[READING PASSAGE]
BERLIN: And I think that the lessons that have been taken so far have all been on, all, mostly, let me say mostly, on the level of how do you succeed in this business? So if you take, let’s look at Facebook for a second. If you go to Facebook and you go to their sign in at their main campus in Silicon Valley, you’ll see that that sign, people wonder how does the Facebook sign change all the time? Well the answer is there’s a, it’s a huge piece of vinyl that literally is bungee corded over the sign of the company that used to be on that campus. And that was a company called Sun Microsystems that was enormous, I mean talked about buying Apple actually it was that level of huge, and was acquired by Oracle and it’s gone. And when I talked to Facebook they said yes this is here because Mark wants people to see when they leave the campus that anything can happen. That a company that’s top of the world today might not be tomorrow. That’s an important lesson to draw. And so I think that to your second question about who in this book would be a good model. I would point to Mike Markkula. So Mike Markkula owned a third of Apple with Jobs and Wozniak. Mike Markkula is the guy when no one else would give them money, when he was 33 years old, he just retired from Intel at 33, he went to the famous garage, saw what was going on there, and fell in love. Did not want to run a company but ended up getting sucked in by this computer. Well what did Markkula do when he retired from Apple? Actually he hadn’t even retired yet, he started something called the Markkula Center for Ethics at Santa Clara. And he did that because he was worried that, and I don’t think this was necessarily informed by anything specific, but he just generally had a concern that what was coming up was a generation of basically ethical agnostics in every corner of what he was seeing. And he wanted to do something about that. And this, you know at this point the Markkula Center has developed curriculum that’s used all over the world in all different sorts of contexts. So that I think is a great example and model for people to look at.
HEFFNER: You write here that, “it takes a certain kind of audacity to think that you can launch a company, much less invent an industry. And audacity often veers into arrogance. The waves of innovation that have sustained Silicon Valley for the past sixty years have not been an unmitigated good. Waves crash.” And ultimately isn’t it incumbent upon the shareholders of these companies to demand that stewardship so that it’s not a catastrophe, it may not always be an unmitigated good but, we’re kind of veering towards catastrophic waters I’m afraid.
BERLIN: Well I mean this, I mean we are all in the same place watching this happen and asking exactly the same sorts of questions you’re asking. I mean, something’s going to shift and needs to shift and is I think in the process of shifting, I mean I’m watching and learning in exactly the same way you are, I don’t have a special insight on exactly what literally is happening you know on Thursday. But I do think that people are asking these questions and we have to ask them. I mean this, we ultimately should be the ones making these decisions.
HEFFNER: What are you more concerned about, the privacy or the misinformation.

[EXERCISE TASK]
Write the next part of the Silicon Valley interview, picking up after its final line. The data that comes next has no connection to the interview about Silicon Valley.

[INFORMATION SHOWN]

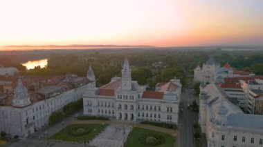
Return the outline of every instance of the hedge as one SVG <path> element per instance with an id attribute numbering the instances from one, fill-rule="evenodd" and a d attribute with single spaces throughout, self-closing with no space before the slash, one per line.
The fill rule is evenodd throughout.
<path id="1" fill-rule="evenodd" d="M 105 117 L 96 116 L 80 116 L 78 117 L 79 120 L 109 120 L 109 118 Z"/>
<path id="2" fill-rule="evenodd" d="M 163 127 L 165 128 L 172 128 L 172 129 L 177 128 L 177 126 L 176 124 L 167 124 L 167 123 L 164 123 L 164 122 L 153 122 L 153 121 L 141 121 L 140 124 L 149 124 L 149 125 Z"/>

[REPLY TO THE TASK]
BERLIN: Well honestly what I’m most concerned about…
HEFFNER: Or …
BERLIN: Broadly speaking, is clamping down on immigration. Which sounds like it’s a completely different topic, but it’s not. At this point two thirds of the people who are working in Silicon Valley companies were born outside of the United States. And whatever direction this ends up going in terms of privacy and fake news and everything else that is so terrifying, we want to be the place where the people who know how to do this stuff, the underlying work that has to exist in order for us to be having these kinds of questions, we need those people to be here. And so for me when I think about what is sort of our, the biggest threat to our democracy on the tech front, it’s that all of these people who know how to make these things happen are not here where they’re subject to our laws and regulations and such, but they’re someplace else who’s welcome, who are welcoming them.
HEFFNER: Right.
BERLIN: And that’s why I, to me, the prospect of screwing down the immigration nozzle is by far the scariest one we’re facing.
HEFFNER: Giving credit to Zuckerberg and some of his co-founders, immigration is one issue where he took an active stance early on. But to me it’s just so ironic and tragic that despite what might be his forward thinking acknowledgement of your point that immigrants are integral to the American experience and progress, his business was hijacked to exploit an anti-immigrant xenophobic cause. And even when he does interviews, the mea culpa’s don’t really ring authentic in him fully absorbed in that point. That might just be the person he is, in that he can’t really speak viscerally in a way that’s going to resonate with folks.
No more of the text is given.